▶ Text shown:
+-------+

Wednesday, December 8, 2010

Texas: Perry's Clemency Record

Over at Grits for Breakfast, Scott Henson and fine folks are expecting Governor Perry to grant Holiday pardons "like clockwork." But they also provide a great service by showing aggregate data for clemency decisions throughout the entirety of Perry's administration (cases considered, recommendations for clemency and actual grants). In addition, percentages are  reported for recommendations, grants and the overall chance of obtaining clemency.

Altogether, the State's Board of Pardons and Paroles has considered 1,916 cases. The Board has also recommended clemency in 423 of those cases. Governor Perry, however, has only granted clemency in 124 instances. Thus, on average (annually), Rick Perry disagrees with the recommendations of the State's Board a whopping 75 percent of the time. See full post here.


Thomas R. Griffith said...

Here in Texas, the only applicants that are truly considered for Full Pardons – ‘for innocence’ are those: possessing favorable DNA evidence, are on Death Row, were a party in a mass arrests, and/or are currently in custody having a religious group, project or media behind them.

+-------+

▶ Exercise A: In the post on Perry's clemency record, why is Grits for Breakfast said to provide a great service? Answer in one to three sentences.
▶ Exercise B: Continue the post on Perry's clemency record, picking up after its final sentence.
The entries that come after this text are not needed for any of the work.

+-------+

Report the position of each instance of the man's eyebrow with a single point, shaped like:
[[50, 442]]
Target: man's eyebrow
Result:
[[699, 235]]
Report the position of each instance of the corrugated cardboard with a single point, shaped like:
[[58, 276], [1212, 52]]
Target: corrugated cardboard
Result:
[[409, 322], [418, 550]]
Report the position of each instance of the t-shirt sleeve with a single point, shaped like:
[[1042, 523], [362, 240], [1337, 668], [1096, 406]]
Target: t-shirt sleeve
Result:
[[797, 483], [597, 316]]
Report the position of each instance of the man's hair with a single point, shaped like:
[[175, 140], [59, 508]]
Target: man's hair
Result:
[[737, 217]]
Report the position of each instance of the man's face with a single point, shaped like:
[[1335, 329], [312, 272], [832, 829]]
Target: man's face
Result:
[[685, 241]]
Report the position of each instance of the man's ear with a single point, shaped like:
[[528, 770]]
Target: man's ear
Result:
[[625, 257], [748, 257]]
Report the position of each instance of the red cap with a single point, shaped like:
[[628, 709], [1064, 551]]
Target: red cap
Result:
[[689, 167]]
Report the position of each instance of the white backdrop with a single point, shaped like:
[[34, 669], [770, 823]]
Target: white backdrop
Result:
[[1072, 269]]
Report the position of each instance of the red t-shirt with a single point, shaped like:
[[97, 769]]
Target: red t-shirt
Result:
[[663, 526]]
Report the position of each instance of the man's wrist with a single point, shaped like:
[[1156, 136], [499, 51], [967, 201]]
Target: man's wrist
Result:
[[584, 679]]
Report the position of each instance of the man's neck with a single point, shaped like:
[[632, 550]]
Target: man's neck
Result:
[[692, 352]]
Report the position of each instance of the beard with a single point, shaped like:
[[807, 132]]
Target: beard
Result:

+-------+

▶ Answer area A: Grits for Breakfast is credited with a great service because it shows aggregate clemency data for the entirety of Perry's administration, covering cases considered, recommendations for clemency, and actual grants. It also reports percentages for recommendations, for grants, and for the overall chance of obtaining clemency.

▶ Answer area B:
Requirements of applicants seeking a Full Pardon – ‘for innocence’ include getting the three trial officials (Sheriff, D.A. and the Judge of the court) to unanimously agree to provide Letters of Recommendation. The joke is on the applicant due to there being no incentives for these three to agree that their department and staff played a role in a conspiracy involving: a false arrest that resulted in a wrongful conviction.

The seven Board members have no incentives to even open the packets – much less read them thus making the whole process a big joke. Thanks.

Anonymous said...

Wasted tax dollars. How much money and manpower is being wasted to keep records 20 to 40 years old? How many people are unable to get jobs because of the new job market that every employer insists they have a criminal record background check before hiring? How many employers do not even know how to interpret the criminal record for misdemeanors and felonies? What is the point of probation and fines since the item stays with someone forever? It is old antiquated laws that do not protect Texans in getting a clean start and getting employment.